## WORK REQUIRED
Copy the lines below word for word, keeping every character and line break unchanged.

★ ★ ★ ★

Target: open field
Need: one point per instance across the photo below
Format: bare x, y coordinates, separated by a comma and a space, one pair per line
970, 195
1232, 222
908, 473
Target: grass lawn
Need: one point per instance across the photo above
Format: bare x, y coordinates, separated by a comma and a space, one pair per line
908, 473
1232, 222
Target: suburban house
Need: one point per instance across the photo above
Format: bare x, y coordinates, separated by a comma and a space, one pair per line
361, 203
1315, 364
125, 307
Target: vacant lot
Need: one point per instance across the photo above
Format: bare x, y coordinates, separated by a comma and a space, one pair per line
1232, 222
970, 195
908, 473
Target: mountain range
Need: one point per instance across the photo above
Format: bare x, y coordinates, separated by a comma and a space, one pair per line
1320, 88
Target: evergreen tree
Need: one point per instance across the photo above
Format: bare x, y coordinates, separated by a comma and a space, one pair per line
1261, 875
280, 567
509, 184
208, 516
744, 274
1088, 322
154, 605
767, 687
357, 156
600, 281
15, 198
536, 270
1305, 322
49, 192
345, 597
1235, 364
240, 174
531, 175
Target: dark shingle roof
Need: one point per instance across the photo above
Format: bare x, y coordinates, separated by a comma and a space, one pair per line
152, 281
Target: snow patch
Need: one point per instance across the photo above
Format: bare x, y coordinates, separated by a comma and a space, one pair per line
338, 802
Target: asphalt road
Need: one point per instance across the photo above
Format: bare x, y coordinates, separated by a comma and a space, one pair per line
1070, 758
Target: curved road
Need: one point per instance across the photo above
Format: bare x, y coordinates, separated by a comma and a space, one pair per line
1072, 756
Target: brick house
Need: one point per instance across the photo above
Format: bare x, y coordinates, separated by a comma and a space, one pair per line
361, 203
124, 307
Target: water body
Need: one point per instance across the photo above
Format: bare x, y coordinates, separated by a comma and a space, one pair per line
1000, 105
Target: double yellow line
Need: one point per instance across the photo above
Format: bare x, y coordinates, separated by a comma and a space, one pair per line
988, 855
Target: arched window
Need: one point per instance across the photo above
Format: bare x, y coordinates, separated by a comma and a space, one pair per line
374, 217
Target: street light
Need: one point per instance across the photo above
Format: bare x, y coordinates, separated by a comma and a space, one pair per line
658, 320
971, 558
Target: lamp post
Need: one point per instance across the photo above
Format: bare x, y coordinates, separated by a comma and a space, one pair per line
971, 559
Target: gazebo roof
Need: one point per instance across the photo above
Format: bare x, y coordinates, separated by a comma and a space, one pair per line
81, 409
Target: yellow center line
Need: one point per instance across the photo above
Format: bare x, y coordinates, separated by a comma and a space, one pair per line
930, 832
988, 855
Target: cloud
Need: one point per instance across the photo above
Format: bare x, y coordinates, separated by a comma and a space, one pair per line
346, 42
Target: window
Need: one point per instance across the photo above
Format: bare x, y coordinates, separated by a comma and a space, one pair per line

★ ★ ★ ★

## FULL OUTPUT
Target: open field
Need: one point per instance across the photo below
Format: bare x, y coordinates, separated by a comma and a space, one pair per line
970, 195
1232, 222
908, 473
Target: grass lawn
Need: one point per instance across the photo above
Format: bare x, y coordinates, separated by a comma and a space, one pair per line
908, 473
1232, 222
Target: suburban house
Need: one point per instance across the photo above
Format: bare x, y coordinates, separated by a comma and a space, one pair per line
361, 203
1315, 364
125, 307
Target: vacant lot
Need: one point per instance across the photo above
Format: bare x, y coordinates, separated by a comma and a space, one pair per line
1232, 222
970, 195
908, 473
Target: mountain range
Need: one point per instance across the photo above
Format: bare x, y coordinates, separated by a comma and a space, one pair per line
1320, 88
Target: evergreen tree
Need: one point per instance across the photo above
Format: bare x, y coordinates, separated by a comma and a space, one pair per line
1261, 875
280, 567
509, 184
208, 516
744, 274
1088, 322
154, 605
767, 687
357, 156
600, 281
15, 198
536, 270
1305, 322
49, 192
345, 597
1235, 364
240, 174
531, 175
Target: dark shingle roof
Need: one point per instance across the photo above
Format: bare x, y coordinates, separated by a comma and a space, one pair per line
152, 281
Target: snow patch
Need: one point per instance across the photo above
Format: bare x, y coordinates, separated by a comma and a space, one pair per line
338, 802
Target: asphalt road
Need: one point per instance across the photo above
Format: bare x, y coordinates, separated by a comma and a space, one pair per line
1070, 758
Target: curved road
Need: one point per instance across the photo above
Format: bare x, y coordinates, separated by a comma and a space, one pair per line
1072, 756
Target: brick house
Need: one point per instance across the photo above
Format: bare x, y coordinates, separated by a comma and a space, one pair per line
361, 203
124, 307
Target: water body
Need: one point per instance across the photo above
Format: bare x, y coordinates, separated by a comma and a space, one pair per line
1000, 105
Target: double yellow line
Need: one point per instance across the photo above
Format: bare x, y coordinates, separated by a comma and a space, one pair per line
988, 855
Target: arched window
Need: one point per instance across the photo above
Format: bare x, y coordinates, separated by a comma and a space, one pair per line
374, 217
Target: street light
Need: one point per instance across the photo above
Format: bare x, y coordinates, separated by a comma and a space, one pair per line
658, 320
971, 558
Target: lamp post
Need: one point per instance across the photo above
Format: bare x, y coordinates, separated by a comma and a space, one pair per line
971, 559
Target: gazebo roof
Need: one point per instance across the photo above
Format: bare x, y coordinates, separated by a comma and a space, one pair per line
81, 409
Target: yellow center line
Need: one point per instance across the photo above
Format: bare x, y coordinates, separated by a comma and a space, one pair per line
930, 832
988, 855
Target: cloud
Need: one point per instance across the photo above
Format: bare x, y coordinates, separated by a comma and a space, one pair per line
346, 42
Target: window
Need: one point per instance across the photo above
Format: bare x, y coordinates, separated by a comma and a space, one pair per line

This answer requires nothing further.